- What you will do
Throughout the records below, find each line holding "stone" and copy it.
### Task input
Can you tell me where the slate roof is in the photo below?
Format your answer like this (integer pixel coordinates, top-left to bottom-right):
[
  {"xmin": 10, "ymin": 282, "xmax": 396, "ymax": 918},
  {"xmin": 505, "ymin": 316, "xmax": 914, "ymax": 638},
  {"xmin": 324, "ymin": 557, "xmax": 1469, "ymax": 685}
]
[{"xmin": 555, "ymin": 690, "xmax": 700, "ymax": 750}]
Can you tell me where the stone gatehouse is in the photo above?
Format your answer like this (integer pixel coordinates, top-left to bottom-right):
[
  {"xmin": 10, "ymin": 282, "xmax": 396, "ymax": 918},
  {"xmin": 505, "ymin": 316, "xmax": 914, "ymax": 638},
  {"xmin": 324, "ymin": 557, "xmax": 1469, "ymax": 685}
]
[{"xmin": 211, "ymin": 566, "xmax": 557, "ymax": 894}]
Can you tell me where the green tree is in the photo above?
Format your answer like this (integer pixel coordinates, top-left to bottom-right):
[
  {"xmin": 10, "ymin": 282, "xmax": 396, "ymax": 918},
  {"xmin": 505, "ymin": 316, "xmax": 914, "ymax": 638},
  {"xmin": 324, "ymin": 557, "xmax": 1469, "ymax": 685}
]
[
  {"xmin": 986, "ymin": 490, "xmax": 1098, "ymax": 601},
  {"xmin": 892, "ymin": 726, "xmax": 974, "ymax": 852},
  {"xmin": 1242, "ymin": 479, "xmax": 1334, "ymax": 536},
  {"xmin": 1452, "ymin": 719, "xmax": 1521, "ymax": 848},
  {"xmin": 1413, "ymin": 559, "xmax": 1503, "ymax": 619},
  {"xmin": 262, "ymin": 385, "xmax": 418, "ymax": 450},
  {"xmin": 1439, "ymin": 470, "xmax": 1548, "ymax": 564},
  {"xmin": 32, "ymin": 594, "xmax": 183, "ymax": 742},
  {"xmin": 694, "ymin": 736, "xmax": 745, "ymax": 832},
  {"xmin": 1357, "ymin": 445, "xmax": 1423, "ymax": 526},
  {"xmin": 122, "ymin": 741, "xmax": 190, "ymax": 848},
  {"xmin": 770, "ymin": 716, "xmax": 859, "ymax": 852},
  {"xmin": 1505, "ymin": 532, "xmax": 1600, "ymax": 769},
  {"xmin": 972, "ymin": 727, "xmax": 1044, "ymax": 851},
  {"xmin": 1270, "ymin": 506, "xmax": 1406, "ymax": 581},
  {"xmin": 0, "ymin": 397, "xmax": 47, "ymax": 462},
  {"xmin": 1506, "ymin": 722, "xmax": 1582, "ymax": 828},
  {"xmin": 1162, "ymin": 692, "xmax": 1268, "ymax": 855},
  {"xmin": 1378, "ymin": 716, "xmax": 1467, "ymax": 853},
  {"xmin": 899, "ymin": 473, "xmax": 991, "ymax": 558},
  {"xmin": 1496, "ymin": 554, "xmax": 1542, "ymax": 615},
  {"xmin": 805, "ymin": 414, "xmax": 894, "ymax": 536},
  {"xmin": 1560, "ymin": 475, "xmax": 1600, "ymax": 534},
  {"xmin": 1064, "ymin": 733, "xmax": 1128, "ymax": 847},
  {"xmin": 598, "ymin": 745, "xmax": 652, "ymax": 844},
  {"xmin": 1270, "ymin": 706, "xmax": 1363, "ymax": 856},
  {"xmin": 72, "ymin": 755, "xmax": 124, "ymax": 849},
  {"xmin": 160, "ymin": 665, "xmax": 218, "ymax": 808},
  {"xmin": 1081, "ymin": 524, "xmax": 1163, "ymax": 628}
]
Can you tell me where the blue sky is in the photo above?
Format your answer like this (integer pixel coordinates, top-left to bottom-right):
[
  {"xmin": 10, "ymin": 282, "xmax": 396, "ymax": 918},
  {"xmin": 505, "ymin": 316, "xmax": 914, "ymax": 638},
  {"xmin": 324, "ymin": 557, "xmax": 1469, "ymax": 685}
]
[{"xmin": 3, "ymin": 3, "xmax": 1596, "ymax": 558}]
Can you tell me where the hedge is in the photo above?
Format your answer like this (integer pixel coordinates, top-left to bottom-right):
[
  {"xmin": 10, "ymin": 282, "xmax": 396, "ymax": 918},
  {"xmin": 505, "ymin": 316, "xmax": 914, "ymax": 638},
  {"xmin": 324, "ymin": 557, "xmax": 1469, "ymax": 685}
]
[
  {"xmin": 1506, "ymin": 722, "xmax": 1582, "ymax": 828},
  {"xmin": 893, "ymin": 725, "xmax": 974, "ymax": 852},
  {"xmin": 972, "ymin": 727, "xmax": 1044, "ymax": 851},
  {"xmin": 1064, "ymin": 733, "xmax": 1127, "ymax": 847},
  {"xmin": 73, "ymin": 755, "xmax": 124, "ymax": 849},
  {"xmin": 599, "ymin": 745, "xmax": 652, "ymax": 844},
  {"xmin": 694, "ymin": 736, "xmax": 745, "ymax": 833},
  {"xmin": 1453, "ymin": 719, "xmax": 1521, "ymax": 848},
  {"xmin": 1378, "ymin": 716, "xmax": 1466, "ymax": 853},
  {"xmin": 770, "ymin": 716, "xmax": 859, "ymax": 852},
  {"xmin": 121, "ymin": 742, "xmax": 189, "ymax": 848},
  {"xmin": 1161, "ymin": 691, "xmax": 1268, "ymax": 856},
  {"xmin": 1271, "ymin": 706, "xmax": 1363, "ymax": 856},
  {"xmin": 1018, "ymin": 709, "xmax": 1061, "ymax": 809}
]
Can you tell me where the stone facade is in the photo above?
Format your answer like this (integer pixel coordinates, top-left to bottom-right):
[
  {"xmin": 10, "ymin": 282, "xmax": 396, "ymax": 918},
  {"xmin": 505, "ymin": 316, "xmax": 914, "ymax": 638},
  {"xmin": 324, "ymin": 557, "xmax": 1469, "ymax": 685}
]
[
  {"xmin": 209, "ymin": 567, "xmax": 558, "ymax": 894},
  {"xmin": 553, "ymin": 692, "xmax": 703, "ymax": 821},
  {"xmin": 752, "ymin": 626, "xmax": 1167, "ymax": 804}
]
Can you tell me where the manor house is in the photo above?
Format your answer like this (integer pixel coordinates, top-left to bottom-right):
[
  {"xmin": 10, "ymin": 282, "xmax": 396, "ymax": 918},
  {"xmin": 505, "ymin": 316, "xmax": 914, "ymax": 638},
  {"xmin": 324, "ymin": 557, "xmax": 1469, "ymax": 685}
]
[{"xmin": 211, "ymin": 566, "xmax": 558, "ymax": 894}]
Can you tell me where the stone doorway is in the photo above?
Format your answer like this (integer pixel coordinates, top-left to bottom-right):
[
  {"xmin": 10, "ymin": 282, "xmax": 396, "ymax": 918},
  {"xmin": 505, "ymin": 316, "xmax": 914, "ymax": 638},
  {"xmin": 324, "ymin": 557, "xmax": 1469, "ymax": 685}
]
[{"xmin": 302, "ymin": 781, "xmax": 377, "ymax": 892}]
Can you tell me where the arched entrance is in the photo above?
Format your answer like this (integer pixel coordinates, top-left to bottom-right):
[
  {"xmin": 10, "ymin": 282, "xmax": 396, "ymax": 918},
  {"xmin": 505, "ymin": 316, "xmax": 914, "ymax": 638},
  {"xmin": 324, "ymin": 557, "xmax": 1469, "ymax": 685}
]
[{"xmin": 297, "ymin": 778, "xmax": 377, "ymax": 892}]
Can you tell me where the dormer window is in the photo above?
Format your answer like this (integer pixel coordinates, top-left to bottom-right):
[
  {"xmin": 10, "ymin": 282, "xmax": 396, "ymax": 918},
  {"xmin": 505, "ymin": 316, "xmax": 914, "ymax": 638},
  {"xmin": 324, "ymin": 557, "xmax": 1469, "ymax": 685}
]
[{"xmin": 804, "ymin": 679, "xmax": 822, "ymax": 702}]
######
- Task solution
Can you tell me where the stone gatehouse is in the photo above?
Can you tell me where the stone facade is in the photo above?
Can you tell me where the stone doorway is in the photo above?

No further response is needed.